PROBLEM TO WORK ON.
Report each line from the records where the string "dark" turns up.

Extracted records
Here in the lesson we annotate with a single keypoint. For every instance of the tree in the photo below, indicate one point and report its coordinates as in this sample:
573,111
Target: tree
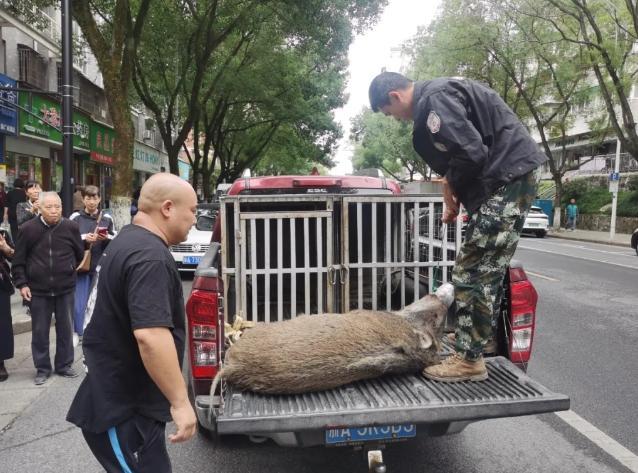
506,45
385,144
608,31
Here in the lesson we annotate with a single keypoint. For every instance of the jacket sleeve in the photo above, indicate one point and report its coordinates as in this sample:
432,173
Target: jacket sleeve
22,213
19,263
78,243
458,135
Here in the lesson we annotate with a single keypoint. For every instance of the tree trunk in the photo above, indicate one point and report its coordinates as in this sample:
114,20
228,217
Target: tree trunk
557,201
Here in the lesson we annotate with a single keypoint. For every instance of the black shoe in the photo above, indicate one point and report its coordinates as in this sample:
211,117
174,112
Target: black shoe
68,373
41,379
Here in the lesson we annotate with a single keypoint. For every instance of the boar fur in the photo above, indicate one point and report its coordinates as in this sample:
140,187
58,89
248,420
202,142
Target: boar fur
318,352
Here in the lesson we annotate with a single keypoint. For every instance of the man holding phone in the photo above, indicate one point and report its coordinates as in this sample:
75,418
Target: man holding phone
96,228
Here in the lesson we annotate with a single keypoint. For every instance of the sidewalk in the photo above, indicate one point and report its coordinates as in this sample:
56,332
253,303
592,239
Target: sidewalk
620,239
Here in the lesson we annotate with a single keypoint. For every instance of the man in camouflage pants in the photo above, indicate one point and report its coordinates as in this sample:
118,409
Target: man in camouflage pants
466,133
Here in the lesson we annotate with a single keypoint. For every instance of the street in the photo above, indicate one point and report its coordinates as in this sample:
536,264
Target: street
584,347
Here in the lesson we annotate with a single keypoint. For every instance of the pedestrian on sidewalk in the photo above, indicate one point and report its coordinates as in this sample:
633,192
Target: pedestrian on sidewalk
48,283
134,339
30,208
6,290
572,214
96,229
14,197
489,163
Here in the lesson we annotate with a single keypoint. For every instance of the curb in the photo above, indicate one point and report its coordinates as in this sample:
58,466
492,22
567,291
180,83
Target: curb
21,326
588,240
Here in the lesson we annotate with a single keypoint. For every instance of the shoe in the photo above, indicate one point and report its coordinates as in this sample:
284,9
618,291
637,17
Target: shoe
68,373
456,368
41,379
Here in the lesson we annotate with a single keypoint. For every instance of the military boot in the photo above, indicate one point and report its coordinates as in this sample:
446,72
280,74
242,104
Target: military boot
456,368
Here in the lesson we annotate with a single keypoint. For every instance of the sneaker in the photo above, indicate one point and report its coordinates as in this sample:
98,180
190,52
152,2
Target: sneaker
40,379
68,373
456,368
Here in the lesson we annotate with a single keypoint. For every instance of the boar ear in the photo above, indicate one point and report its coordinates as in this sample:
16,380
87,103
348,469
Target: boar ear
425,340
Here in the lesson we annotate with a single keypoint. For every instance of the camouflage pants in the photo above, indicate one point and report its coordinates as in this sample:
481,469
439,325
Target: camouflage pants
490,241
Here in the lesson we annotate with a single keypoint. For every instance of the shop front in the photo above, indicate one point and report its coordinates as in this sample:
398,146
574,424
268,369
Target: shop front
37,152
98,169
8,123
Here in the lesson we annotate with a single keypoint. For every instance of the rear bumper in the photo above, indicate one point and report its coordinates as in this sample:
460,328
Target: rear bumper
390,400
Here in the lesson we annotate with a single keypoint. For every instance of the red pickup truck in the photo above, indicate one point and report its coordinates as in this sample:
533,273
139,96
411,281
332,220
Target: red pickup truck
284,246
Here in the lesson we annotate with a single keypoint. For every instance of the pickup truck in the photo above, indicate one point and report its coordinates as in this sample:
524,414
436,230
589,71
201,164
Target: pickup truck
290,245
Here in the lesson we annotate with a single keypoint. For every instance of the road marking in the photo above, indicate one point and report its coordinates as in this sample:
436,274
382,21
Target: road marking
541,276
578,257
601,439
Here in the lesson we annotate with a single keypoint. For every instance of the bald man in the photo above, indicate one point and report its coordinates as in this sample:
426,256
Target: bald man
134,339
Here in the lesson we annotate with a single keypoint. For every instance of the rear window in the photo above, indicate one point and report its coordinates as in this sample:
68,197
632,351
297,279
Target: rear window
317,190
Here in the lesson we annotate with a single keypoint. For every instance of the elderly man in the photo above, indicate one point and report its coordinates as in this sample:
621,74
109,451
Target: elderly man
48,282
134,339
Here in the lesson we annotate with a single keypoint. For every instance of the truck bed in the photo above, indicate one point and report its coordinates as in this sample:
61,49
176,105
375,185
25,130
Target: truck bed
388,400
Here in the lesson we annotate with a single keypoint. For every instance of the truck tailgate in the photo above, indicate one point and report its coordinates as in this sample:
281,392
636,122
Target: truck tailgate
390,400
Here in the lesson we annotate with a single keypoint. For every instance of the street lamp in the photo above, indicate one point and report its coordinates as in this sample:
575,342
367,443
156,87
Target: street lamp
67,109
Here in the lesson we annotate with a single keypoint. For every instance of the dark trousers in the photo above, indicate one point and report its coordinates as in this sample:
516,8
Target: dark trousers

SOLUTION FOR THIS PROBLEM.
Here in the lesson we annotate with a single keypoint. For every instance of the dark trousers in the photo above, indicate one point and report its coordinates as in this sample:
Target: dark trousers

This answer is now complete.